RECORDS —

_____

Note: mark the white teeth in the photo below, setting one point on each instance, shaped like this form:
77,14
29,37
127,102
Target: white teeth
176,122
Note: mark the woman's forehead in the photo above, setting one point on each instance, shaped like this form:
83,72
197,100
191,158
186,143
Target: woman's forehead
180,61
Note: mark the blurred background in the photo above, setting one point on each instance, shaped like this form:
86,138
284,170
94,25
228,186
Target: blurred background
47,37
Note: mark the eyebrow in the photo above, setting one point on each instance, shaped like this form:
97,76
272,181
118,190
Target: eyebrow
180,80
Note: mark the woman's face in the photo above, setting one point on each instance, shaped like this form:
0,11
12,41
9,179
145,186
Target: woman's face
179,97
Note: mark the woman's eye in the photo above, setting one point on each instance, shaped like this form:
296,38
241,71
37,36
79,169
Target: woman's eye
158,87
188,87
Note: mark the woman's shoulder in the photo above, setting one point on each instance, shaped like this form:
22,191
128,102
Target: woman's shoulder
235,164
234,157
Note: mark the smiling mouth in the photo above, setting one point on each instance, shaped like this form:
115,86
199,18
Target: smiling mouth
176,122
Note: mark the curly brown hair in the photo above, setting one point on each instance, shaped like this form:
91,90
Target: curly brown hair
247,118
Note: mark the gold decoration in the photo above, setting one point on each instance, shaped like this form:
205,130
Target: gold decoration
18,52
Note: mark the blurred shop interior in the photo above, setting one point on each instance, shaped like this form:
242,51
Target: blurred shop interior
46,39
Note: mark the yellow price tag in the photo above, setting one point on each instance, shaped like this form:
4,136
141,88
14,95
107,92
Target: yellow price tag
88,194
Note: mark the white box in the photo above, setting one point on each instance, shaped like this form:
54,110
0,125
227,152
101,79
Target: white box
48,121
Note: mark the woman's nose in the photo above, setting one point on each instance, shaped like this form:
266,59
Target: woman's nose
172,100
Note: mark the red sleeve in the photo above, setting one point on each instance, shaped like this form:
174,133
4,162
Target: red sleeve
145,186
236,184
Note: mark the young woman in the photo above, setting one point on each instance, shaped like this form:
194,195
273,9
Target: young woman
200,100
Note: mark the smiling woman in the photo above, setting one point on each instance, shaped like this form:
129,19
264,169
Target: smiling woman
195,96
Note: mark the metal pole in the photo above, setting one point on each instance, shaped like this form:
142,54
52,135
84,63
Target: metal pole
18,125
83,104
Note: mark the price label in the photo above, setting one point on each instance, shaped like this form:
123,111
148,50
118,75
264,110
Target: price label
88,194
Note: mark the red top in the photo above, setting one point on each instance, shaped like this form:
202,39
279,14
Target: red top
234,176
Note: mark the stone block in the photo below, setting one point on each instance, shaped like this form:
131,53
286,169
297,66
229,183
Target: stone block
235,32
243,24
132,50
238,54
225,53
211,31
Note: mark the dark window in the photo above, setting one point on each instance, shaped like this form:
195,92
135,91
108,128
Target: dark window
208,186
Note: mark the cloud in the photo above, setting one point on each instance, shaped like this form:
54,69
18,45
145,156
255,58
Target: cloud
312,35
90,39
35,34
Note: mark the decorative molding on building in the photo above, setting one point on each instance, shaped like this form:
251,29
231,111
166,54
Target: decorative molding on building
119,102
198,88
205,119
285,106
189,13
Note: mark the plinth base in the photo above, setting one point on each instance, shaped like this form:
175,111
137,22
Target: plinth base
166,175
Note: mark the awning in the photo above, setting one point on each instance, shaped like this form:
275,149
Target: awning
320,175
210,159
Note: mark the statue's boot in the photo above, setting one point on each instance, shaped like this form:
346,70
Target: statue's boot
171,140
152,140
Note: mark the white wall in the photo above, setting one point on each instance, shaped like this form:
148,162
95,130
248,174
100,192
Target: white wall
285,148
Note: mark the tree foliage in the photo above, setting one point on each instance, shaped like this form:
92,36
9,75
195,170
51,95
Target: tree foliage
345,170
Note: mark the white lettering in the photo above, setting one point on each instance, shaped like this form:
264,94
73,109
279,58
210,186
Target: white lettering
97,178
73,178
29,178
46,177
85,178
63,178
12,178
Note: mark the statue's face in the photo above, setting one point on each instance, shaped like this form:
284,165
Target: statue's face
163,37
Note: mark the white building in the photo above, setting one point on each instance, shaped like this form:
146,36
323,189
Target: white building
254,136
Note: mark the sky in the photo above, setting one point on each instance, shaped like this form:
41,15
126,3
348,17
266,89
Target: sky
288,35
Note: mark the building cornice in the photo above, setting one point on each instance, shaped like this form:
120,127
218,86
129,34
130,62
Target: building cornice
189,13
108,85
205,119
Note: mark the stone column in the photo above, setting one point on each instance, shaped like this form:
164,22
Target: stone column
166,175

_____

WHAT YOU NEED TO DO — Each record above is to be reproduced verbatim.

RESPONSE TO THIS EXERCISE —
Note: mark the white teeth in the photo below, setting one point on each instance, shaped like this form:
77,14
29,37
127,102
Target: white teeth
176,122
Note: mark the woman's forehead in the photo above, setting one point on each instance, shaped like this form:
83,72
197,100
191,158
186,143
Target: woman's forehead
180,61
Note: mark the blurred background in the photo above, setting one point on each instance, shaped like this form:
86,138
284,170
94,25
228,186
Target: blurred background
47,37
Note: mark the eyebrow in the photo above, setting one point on each instance, shaped like this form:
97,76
272,181
118,190
Target: eyebrow
180,80
Note: mark the woman's face in the photo above, setting one point on each instance, shaped like this form:
0,11
12,41
9,179
145,186
Target: woman's face
179,97
Note: mark the woman's eye in the photo above, setting one point on each instance, shaped like this form:
296,38
241,71
37,36
79,169
Target: woman's eye
158,87
188,87
Note: mark the woman's shoulder in the photo above, setting one point on each instance, shaped like this form:
22,191
128,102
Target: woman's shoulder
235,164
234,157
Note: mark the smiling mouth in the photo above, setting one point on each instance, shaped like this form:
115,86
199,18
Target: smiling mouth
176,122
Note: mark the curly brown hair in the photo above, setting one point on each instance, shaped like this form:
91,90
Target: curly brown hair
247,118
Note: mark the gold decoration in the photo above, setting one point on each instance, shaped like this form:
205,130
Target: gold decoration
18,52
Note: mark the blurred shop interior in the photo above, setting one point on each instance, shaped like this form:
242,51
Target: blurred shop interior
46,39
Note: mark the yellow price tag in the photo above, setting one point on each instance, shaped like this form:
4,136
141,88
14,95
107,92
Target: yellow price tag
88,194
Note: mark the white box in the photo above, setting one point on each instance, shaped like this form:
54,110
0,125
227,152
101,79
Target: white box
48,121
Note: mark the woman's nose in the photo above, setting one point on each instance, shaped like this form:
266,59
Target: woman's nose
172,100
Note: mark the red sleeve in the photo above, setting one point on each instance, shaped like this form:
174,133
4,162
Target: red sleeve
145,186
236,184
Note: mark the young woman in the photo above, setting one point on each instance, shaped like this form:
194,195
273,9
Target: young woman
200,100
Note: mark the smiling woman in the photo above, setting one point on each instance, shaped like this form:
129,19
264,169
Target: smiling woman
195,96
Note: mark the metal pole in the photo above, setting one point on each instance, shaped like this form:
142,54
52,135
84,63
Target: metal pole
18,125
83,104
Note: mark the price label in the photo above, setting one point on each instance, shaped like this form:
123,111
148,50
118,75
264,110
Target: price label
88,194
Note: mark the red top in the photo above, setting one point on each instance, shaped like this form:
202,39
279,14
Target: red top
234,176
Note: mark the stone block in the photo below, setting one point on each instance, shaped like this form:
131,53
286,169
297,66
229,183
Target: stone block
235,32
243,24
132,50
238,54
225,53
211,31
Note: mark the dark window in the photo above, setting one point on each instance, shaped like this form:
195,92
135,91
108,128
Target: dark window
208,186
Note: mark the cloud in the photo above, setting one point on each instance, shaped like this form:
54,69
18,45
145,156
255,58
Target: cloud
312,35
90,39
35,34
Note: mark the decorative molding on building in the photo above, setting one point on each instance, shaped like this form:
251,29
231,111
166,54
Target: decorative molding on building
119,102
198,88
205,119
285,106
189,13
Note: mark the plinth base in the photo above, setting one point on each instance, shaped like this form:
175,111
137,22
Target: plinth base
166,175
Note: mark the awning in the photo above, setting one point on each instance, shaped like this form:
275,149
Target: awning
320,175
210,159
Note: mark the statue's boot in the photo above, setting one point on each instance, shaped like this form:
346,70
Target: statue's boot
171,140
152,140
Note: mark the white wall in the photo above, setting one point on each instance, shaped like this form:
148,162
95,130
248,174
100,192
Target: white wall
285,148
Note: mark the tree foliage in the photo above, setting one point on each instance, shaped like this form:
92,36
9,75
195,170
51,95
Target: tree foliage
345,170
Note: mark the white lettering in the photo above, setting one point on each instance, shaped like this form:
264,94
73,109
279,58
210,186
Target: white lettering
97,178
73,178
29,178
46,177
85,178
63,178
12,178
Note: mark the statue's face in the photo above, setting one point on each instance, shaped like this form:
284,165
Target: statue's face
163,37
Note: mark the white building in the photo above, setting one point on each instance, shaped like this form:
146,36
323,189
Target: white building
254,136
Note: mark the sky in the photo above, setting one point on each instance, shaped like this form:
41,15
126,3
348,17
266,89
Target: sky
288,35
Note: mark the building cornice in the photo above, setting one point on each instance, shaped like this form:
120,127
218,86
129,34
130,62
Target: building cornice
189,13
108,85
205,119
Note: mark the stone column in the photo above, setting one point on each instance, shaped like this form:
164,22
Target: stone column
166,175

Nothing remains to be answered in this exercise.